▸ **WHAT NEEDS TO BE DONE**: Would you please repeat the data exactly as given?

▸ **DATA PROVIDED**:
== == ==

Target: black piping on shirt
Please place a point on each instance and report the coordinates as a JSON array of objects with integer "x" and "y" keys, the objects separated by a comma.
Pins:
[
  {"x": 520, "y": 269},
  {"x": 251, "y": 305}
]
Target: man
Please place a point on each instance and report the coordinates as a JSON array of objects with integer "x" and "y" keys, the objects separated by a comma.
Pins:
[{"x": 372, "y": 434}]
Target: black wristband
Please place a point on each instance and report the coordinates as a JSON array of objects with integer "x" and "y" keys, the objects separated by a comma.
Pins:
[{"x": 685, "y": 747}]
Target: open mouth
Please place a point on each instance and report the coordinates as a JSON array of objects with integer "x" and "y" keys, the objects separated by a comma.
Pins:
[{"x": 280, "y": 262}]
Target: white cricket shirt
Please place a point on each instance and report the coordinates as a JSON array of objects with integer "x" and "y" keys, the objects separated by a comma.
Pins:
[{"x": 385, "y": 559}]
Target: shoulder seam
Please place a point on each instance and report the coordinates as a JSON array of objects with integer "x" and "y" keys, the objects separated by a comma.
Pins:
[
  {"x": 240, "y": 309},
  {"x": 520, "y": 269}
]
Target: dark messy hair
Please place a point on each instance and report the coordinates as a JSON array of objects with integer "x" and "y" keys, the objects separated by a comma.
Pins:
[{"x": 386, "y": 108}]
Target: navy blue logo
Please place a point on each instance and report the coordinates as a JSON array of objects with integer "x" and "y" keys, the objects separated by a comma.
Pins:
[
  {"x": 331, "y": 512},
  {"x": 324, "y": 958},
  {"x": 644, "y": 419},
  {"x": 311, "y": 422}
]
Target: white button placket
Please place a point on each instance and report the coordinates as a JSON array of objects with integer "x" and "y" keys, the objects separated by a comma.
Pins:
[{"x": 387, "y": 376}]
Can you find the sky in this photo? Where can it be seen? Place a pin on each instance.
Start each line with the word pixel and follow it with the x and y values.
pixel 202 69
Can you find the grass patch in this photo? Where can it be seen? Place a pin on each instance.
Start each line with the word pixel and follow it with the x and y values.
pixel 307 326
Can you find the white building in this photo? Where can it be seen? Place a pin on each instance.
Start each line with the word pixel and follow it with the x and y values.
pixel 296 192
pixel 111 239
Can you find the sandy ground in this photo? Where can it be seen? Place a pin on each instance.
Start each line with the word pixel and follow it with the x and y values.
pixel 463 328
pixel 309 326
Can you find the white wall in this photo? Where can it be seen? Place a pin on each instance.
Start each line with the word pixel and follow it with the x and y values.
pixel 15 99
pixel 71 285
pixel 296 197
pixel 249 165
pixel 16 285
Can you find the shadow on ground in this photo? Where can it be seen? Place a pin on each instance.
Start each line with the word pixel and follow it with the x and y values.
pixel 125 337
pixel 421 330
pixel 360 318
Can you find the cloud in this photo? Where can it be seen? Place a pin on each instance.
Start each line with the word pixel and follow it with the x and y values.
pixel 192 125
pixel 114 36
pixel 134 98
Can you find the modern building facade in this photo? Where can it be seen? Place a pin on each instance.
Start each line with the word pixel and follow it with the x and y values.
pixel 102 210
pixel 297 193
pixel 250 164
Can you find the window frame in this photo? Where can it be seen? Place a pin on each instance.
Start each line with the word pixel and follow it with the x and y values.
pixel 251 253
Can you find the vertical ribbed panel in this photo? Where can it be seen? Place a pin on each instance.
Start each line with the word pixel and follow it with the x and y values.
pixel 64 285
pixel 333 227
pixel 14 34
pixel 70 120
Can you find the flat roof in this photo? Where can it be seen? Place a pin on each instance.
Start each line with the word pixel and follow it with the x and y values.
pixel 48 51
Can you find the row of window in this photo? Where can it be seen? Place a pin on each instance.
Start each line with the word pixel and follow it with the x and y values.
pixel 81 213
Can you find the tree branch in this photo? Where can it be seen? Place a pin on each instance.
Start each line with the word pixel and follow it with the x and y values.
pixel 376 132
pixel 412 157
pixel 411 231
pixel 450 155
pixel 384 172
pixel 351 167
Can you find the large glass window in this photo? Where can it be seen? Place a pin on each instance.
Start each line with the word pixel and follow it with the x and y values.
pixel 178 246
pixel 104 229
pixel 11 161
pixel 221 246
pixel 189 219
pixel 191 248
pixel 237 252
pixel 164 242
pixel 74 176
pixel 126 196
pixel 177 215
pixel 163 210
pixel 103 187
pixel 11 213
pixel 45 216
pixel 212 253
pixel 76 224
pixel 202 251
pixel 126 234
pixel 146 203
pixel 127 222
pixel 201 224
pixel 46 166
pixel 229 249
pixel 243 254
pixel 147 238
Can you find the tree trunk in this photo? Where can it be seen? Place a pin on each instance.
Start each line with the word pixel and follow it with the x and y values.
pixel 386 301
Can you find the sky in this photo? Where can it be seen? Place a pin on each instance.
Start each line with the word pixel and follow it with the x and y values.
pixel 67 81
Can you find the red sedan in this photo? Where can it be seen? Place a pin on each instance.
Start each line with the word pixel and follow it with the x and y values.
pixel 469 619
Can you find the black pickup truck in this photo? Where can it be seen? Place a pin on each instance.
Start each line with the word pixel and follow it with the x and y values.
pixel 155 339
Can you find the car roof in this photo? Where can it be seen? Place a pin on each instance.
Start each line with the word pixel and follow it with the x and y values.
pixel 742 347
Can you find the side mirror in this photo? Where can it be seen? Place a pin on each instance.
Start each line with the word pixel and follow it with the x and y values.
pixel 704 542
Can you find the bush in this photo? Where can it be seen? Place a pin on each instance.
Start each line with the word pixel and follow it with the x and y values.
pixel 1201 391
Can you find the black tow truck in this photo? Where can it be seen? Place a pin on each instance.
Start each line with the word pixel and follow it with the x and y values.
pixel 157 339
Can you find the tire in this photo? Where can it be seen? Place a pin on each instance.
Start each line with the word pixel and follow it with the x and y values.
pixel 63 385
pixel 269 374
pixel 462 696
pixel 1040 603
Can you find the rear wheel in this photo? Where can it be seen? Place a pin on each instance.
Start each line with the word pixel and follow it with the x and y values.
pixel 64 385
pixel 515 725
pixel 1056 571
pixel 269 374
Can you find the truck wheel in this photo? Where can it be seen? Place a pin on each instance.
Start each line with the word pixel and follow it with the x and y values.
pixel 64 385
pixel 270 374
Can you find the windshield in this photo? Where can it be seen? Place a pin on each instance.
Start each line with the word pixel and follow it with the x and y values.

== == ==

▸ **REPLY TO THE TASK**:
Target: black piping on shirt
Please place a point on each instance and report the coordinates as a JSON array of objects with integer "x" and "y" keys, the objects separated by a comma.
Pins:
[
  {"x": 520, "y": 269},
  {"x": 251, "y": 305}
]
Target: man
Please place a point on each instance and report the coordinates as a JSON array of objects with integer "x" and "y" keys, the objects separated by a comma.
Pins:
[{"x": 372, "y": 434}]
Target: black wristband
Please place a point on each instance and report the coordinates as a JSON array of objects with integer "x" and "y" keys, the objects separated by a comma.
Pins:
[{"x": 685, "y": 747}]
Target: open mouth
Please place a point on each instance and report the coordinates as a JSON array of objects with integer "x" and "y" keys, the objects separated by a comma.
Pins:
[{"x": 280, "y": 262}]
Target: white cricket shirt
Please place a point on each instance and report the coordinates as a JSON array of objects with integer "x" and "y" keys, the objects separated by a comma.
Pins:
[{"x": 385, "y": 559}]
Target: shoulder seam
Please place a point on each instance and report the coordinates as a JSON array of objects with integer "x" and "y" keys, the objects separated by a comma.
Pins:
[
  {"x": 240, "y": 309},
  {"x": 520, "y": 269}
]
Target: dark messy hair
Please place a point on each instance and report the coordinates as a JSON array of objects with integer "x" and "y" keys, the objects separated by a comma.
Pins:
[{"x": 386, "y": 108}]
Target: navy blue logo
Please place a point on each instance and report the coordinates as a JSON array of objects with integer "x" and "y" keys, the objects separated by a comma.
Pins:
[
  {"x": 331, "y": 512},
  {"x": 324, "y": 958},
  {"x": 644, "y": 419},
  {"x": 311, "y": 422}
]
Target: white button placket
Please place a point on each instance and report the coordinates as a JSON array of objects with integer "x" and "y" keys, the objects separated by a comma.
Pins:
[{"x": 387, "y": 376}]
Can you find the sky in this photo? Where can it be seen? Place a pin on each instance.
Start each line with the word pixel and follow it with the x and y values.
pixel 202 69
Can you find the grass patch in this photo? Where can it be seen? Place a pin on each instance.
Start each line with the word pixel and follow it with the x and y values.
pixel 307 326
Can you find the white building in this photo? Where can it be seen? Place a pin on each instance.
Start each line with the word pixel and follow it with the x and y values.
pixel 296 192
pixel 111 239
Can you find the sandy ground in this photo? Where can it be seen? Place a pin on each instance.
Start each line with the word pixel and follow it with the x and y values.
pixel 463 328
pixel 309 326
Can you find the white wall in this photo? Where can it be seen? Place a pin on each instance.
Start each line with the word pixel and follow it with the x and y values.
pixel 15 99
pixel 71 285
pixel 296 197
pixel 249 165
pixel 16 285
Can you find the shadow on ground in this photo? Where can it be seen? Place a pin on each instance.
Start each line with the word pixel and follow it with the x and y values.
pixel 125 337
pixel 421 330
pixel 360 318
Can you find the cloud in this photo? Where can it be seen? Place a pin on each instance.
Start each line with the word pixel and follow it with the x and y values.
pixel 192 125
pixel 114 36
pixel 134 98
Can you find the modern building facade in this photo? Where can it be seen? Place a pin on each instance.
Start each line with the word pixel and follow it with the x and y values.
pixel 102 210
pixel 297 193
pixel 250 164
Can you find the window frame in this photo? Where can it be seen? Place a pin on each instance.
Start each line with the word pixel and follow it with the x and y values.
pixel 251 253
Can you find the vertical ribbed panel in this photo? Where can it be seen? Place a pin on each instance.
Start each line with the word pixel and follow it with the x and y values.
pixel 64 285
pixel 333 227
pixel 14 34
pixel 70 120
Can you find the flat roof in this photo? Where can it be seen? Place a pin on each instance.
Start each line with the word pixel and follow it with the x and y values.
pixel 48 51
Can you find the row of window in this photo? Where can it be seen? Place a pin on each instance.
Start each line with the word pixel and follow it with the x and y values.
pixel 81 213
Can you find the tree branch in this photo? Where can it be seen? Place a pin on each instance.
Start each line with the word pixel and follow it with the x and y values.
pixel 376 132
pixel 412 157
pixel 411 231
pixel 450 155
pixel 384 172
pixel 351 167
Can you find the large glass window in this photo? Where can it be seen? Place a pin on each instance.
Start each line with the word pixel and follow it with the x and y values.
pixel 178 246
pixel 104 229
pixel 11 161
pixel 221 246
pixel 189 219
pixel 191 248
pixel 237 252
pixel 164 242
pixel 74 176
pixel 126 196
pixel 177 215
pixel 163 210
pixel 103 187
pixel 11 213
pixel 45 216
pixel 212 253
pixel 76 224
pixel 202 251
pixel 126 234
pixel 146 203
pixel 127 222
pixel 201 224
pixel 46 166
pixel 229 249
pixel 243 254
pixel 147 238
Can you find the tree trunk in this photo? Where can it be seen? Place a pin on each instance.
Start each line with the word pixel and follow it with the x and y values.
pixel 386 301
Can you find the sky in this photo? Where can it be seen? Place a pin on each instance.
Start each line with the word pixel and follow it with the x and y values.
pixel 67 81
Can you find the red sedan in this photo? Where can it be seen? Place a pin on each instance.
Start each line with the word pixel and follow it with the x and y values.
pixel 469 619
Can you find the black pickup truck in this photo? Where can it be seen? Place a pin on each instance.
Start each line with the word pixel and follow it with the x and y values.
pixel 155 339
Can you find the car roof in this photo? Where can it be seen? Place a pin on each instance.
Start each line with the word pixel and follow it with the x and y values.
pixel 742 347
Can you find the side mirror in this photo? Where can it be seen? Place a pin on each instance.
Start each line with the word pixel and follow it with the x and y values.
pixel 704 542
Can you find the bush in this photo? Where can it be seen? Place a pin on each instance.
Start each line with the word pixel and follow it with the x and y values.
pixel 1201 391
Can you find the black tow truck in this photo? Where can it be seen? Place a pin on each instance.
Start each line with the word pixel and follow it with the x and y values.
pixel 157 339
Can you find the tire in this photo? Where can it be seen? Place a pin on each instance.
Start each line with the word pixel and follow it with the x and y values.
pixel 63 385
pixel 269 374
pixel 462 696
pixel 1040 603
Can you find the rear wheel in this photo? Where can it be seen? Place a pin on each instance.
Start each line with the word pixel and follow it with the x and y values.
pixel 64 385
pixel 515 725
pixel 1056 571
pixel 269 374
Can you find the truck wheel in this photo? Where can it be seen? Place a pin on each instance.
Start each line with the word pixel and follow it with the x and y values.
pixel 64 385
pixel 270 374
Can you find the windshield in this photo? Where can it be seen? Place a pin on each instance.
Start each line with the word pixel and follow it with the x and y values.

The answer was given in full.